### [About this exercise]
In the passage on HIPAA and law enforcement below, how long after the police's original request was the suspect's blood taken?

### [Passage shown]
<<<<
[ Wednesday, August 18, 2004 ]


HIPAA and Law Enforcement: Interesting article in the Minneapolis Star Tribune: Police take a suspect to the hospital ER early Sunday morning and request the doctor to take a blood sample. Suspect may have been drinking, and is accused of stabbing another man (who eventually died). Doctor refuses to take the blood, citing HIPAA and hospital policy against "invasive" or "intrusive" procedures without patient consent. Police wake up a judge, who calls the doctor and tells him he better take the blood sample, but he still refuses (hospital policy requires a "signed" court order to do the procedure without patient consent). Judge signs a court order, which is delivered at 9 Sunday morning, and blood is taken, 5 hours after the original request. Doctor is arrested, questioned, and released.

As the article points out, the police can demand and hospitals can take blood without consent if the life or death of a person may be involved, as was the case here. But the doctor does have a point; the law is unclear, the Supreme Court precedents were set before HIPAA became the law, and when in doubt, it's not unreasonable to err on the side of privacy. However, there was another step the doctor could've taken: take the blood sample, store it in a way that will preserve its evidentiary value (or test it as would be indicated), but don't deliver the sample and/or test results to the police until the court order arrives. That's not a completely square solution: you still have a potential claim for battery for taking the blood without an informed consent, and ordering the test may be considered a "use" of PHI that's not for treatment, payment, or healthcare operations (although that raises an interesting question itself: is the blood itself PHI, or is obtaining PHI by testing the blood a use?), but since there's virtually no risk in taking blood from a patient, it is SOP in emergency rooms to do so, and any treatment actually given to the patient in the ER might reasonably need the extraction and testing of the blood (although the testing for BAC might not be standard, that would still allow extraction and protective storage).
>>>>
[Referring expression data]
<<<<
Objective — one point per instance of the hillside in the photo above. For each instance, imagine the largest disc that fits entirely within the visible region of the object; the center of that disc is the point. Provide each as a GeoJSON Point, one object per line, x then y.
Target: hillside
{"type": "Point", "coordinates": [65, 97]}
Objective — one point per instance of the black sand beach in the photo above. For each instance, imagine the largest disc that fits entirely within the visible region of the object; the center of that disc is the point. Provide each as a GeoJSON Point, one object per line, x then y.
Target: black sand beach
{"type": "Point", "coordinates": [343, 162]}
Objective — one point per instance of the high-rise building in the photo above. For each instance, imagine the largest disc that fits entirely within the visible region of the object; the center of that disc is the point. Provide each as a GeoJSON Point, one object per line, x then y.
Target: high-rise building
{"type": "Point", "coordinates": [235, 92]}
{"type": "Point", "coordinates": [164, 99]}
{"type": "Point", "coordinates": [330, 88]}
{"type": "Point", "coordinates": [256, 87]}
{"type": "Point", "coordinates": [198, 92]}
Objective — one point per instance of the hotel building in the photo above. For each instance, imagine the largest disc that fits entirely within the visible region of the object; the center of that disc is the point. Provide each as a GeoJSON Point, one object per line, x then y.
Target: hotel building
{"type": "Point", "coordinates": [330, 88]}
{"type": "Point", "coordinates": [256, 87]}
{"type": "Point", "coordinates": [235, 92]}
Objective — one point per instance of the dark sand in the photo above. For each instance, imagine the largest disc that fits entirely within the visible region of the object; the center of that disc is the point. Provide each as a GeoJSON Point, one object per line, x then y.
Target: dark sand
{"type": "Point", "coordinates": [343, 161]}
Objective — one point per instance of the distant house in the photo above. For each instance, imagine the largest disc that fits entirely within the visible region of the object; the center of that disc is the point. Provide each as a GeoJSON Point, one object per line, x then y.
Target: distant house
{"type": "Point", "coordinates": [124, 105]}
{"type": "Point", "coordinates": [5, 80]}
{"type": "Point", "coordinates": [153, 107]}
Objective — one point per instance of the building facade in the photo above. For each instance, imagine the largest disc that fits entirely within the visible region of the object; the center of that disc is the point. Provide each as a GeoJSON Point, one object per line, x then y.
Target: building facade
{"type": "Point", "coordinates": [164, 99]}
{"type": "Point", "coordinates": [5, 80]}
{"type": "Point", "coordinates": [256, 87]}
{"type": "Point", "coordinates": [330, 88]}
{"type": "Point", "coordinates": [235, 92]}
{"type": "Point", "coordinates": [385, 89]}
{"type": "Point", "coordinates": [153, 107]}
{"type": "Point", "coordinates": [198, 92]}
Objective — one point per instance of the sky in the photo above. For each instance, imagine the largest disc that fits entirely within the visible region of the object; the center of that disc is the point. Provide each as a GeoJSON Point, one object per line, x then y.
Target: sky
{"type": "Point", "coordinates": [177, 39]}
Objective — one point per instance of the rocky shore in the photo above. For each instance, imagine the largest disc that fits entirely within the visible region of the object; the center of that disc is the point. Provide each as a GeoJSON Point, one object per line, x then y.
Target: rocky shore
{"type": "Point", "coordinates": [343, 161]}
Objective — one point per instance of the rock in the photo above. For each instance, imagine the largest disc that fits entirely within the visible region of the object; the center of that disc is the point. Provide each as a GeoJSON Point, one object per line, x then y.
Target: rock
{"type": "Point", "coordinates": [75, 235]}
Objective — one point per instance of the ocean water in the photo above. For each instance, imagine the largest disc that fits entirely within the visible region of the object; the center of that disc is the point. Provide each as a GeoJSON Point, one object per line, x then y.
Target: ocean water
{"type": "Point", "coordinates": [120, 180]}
>>>>
### [Answer to this exercise]
Five hours after the original request.